Exercise text:
+---+
Such videos use emerging technologies to make people appear to do or say things that they didn’t in reality. Bad actors have weaponized standard image deception methods through cheapfakes, which can be manipulated with cheaper and more accessible software than machine learning, for a variety of illicit purposes. Experts, Ibrahim noted, are also seeing advanced image deception via the more sophisticated, AI-enabled deepfakes, like those “used in illegal non-consensual pornography, which is very damaging.” Such weaponization could also be tapped for illicit purposes across government, business and society. The FBI warned several months ago that the methods are “almost certain” for corporate espionage and business fraud. 

But to Ibrahim, “perhaps worse than the fraud itself is the second-order effect of the erosion of trust online”—a concept known as the liar’s dividend. The idea is that as cheapfakes and deepfakes proliferate, they’ll increasingly undermine the trust in anything humans encounter online, even if it is true. 

“One example of this is the few people who suggested the video of George Floyd’s murder was a deepfake. Though that was not widely accepted, that is a snapshot of how the liar’s dividend can be weaponized,” Ibrahim said. “In short, the erosion of trust will turn into the erosion of our shared sense of reality.”

To confront that threat, the lawmakers’ 14-page legislation outlines their proposals for the makeup and responsibilities of the fresh DHS task force. 

The strategic group would be co-chaired by DHS and Office of Science and Technology Policy officials and include 12 members equally representing the government, private and academic sectors. Each of those selected would have technical expertise in artificial intelligence, media manipulation, cryptography, digital forensics or other relevant fields. They would consult the Energy, Defense and State secretaries, National Institute of Standards and Technology and National Science Foundation directors, among other agency leaders, over the course of their work.

Broadly, the ultimate intent of the task force would be to map out a coordinated plan for investigating how a digital content provenance standard could assist with reducing the dissemination of deepfakes, help advance tools for content creators to authenticate their media and its origins, and improve how the public and private sectors relay trust and information about digital content sources to the public.
+---+
Data supplied:
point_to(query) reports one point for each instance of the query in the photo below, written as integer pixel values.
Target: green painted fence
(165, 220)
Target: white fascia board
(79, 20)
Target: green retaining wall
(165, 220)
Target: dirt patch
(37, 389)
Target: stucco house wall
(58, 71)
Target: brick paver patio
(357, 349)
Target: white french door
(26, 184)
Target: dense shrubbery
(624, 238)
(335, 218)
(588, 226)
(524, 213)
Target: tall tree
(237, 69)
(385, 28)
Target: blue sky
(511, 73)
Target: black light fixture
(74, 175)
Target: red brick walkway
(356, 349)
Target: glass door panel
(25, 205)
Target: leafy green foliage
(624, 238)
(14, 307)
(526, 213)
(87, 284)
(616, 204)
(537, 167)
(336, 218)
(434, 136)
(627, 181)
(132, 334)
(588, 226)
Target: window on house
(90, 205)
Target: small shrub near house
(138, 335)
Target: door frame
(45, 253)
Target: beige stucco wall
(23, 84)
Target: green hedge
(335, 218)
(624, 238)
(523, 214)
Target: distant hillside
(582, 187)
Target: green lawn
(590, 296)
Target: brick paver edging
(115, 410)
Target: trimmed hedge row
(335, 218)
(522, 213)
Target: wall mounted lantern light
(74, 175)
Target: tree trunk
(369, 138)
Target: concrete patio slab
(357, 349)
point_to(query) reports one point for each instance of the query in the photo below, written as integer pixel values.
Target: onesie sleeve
+---+
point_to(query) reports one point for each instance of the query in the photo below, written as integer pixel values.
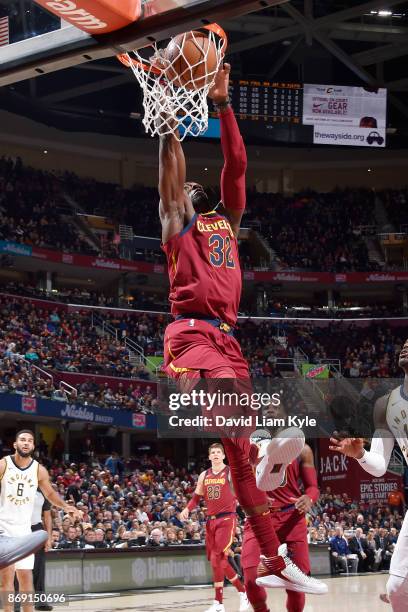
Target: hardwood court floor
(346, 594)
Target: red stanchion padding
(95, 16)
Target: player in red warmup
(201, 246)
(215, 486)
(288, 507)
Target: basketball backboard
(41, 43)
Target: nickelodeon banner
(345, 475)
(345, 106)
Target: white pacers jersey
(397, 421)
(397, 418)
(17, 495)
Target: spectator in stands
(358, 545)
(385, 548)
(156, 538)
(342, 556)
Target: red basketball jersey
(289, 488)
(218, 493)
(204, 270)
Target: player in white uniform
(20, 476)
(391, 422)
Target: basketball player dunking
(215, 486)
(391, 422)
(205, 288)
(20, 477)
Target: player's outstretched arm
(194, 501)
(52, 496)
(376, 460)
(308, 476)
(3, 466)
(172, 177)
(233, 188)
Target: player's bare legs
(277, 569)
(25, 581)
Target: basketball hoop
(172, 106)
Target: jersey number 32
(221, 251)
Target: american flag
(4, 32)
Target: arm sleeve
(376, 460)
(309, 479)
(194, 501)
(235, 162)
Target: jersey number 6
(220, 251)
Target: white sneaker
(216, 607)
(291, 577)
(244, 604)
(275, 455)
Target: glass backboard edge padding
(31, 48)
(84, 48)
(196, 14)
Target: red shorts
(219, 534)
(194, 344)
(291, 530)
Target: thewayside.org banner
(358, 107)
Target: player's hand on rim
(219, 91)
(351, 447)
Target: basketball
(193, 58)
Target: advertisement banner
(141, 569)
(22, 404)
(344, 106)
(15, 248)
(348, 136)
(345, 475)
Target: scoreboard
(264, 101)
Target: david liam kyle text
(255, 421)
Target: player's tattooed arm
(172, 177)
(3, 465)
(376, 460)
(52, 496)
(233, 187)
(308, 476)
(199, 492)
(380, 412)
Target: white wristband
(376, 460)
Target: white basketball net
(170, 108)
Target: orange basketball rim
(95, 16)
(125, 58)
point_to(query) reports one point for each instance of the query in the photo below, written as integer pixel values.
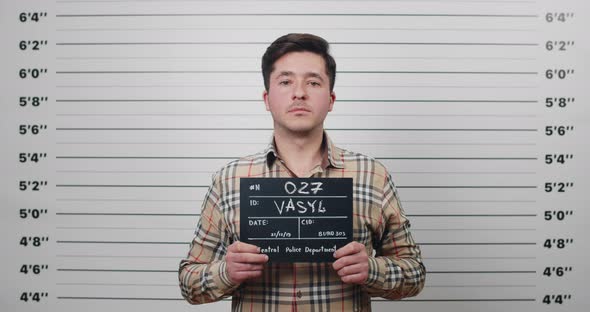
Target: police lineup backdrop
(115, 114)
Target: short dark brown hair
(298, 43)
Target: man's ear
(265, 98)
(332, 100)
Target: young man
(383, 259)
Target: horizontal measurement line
+---+
Assignment:
Write the next part of the text on the proposed deepfake task force, picking up after its final sentence. The entries have nothing to do with the text about deepfakes.

Response to this task:
“This commonsense bipartisan bill will help strengthen our nation’s ability to combat malicious attempts to spread lies and further divide the American people,” Peters said.

Ibrahim pointed out that this legislation comes not only as image-based deception is advancing rapidly—but also builds on a notable recommendation from the National Security Commission on AI’s comprehensive review. Specifically, the group called for the making of a new task force to consider standards for using technology to certify content authenticity and provenance. The bill also emerges as the Coalition for Content Provenance and Authenticity is building an open standard for widespread adoption across the internet. Truepic, Intel, Adobe and others participate in the coalition.

“This is the most direct and informed legislation I have seen associated with digital content provenance,” Ibrahim said. “However, we have seen other nations move towards ensuring there is transparency and information on image fabrication available to content consumers.” 

Norway passed a law last month mandating social media influencers to disclose what alterations are made to digital content. The approach was also referenced in Australia’s mis- and disinformation code of practice. In the U.S., the legislation follows Portman’s Deepfake Report Act, which passed the Senate last year as a provision in the 2021 National Defense Authorization Act.

“I would expect to see the approach [to provenance] begin to be understood and included in additional legislation in the US and abroad in the coming year or two,” Ibrahim said. 

Technology leaders from Truepic, Adobe, Microsoft, Arm and elsewhere expressed support for the senators’ proposal. The bill was referred to the Homeland Security and Governmental Affairs Committee.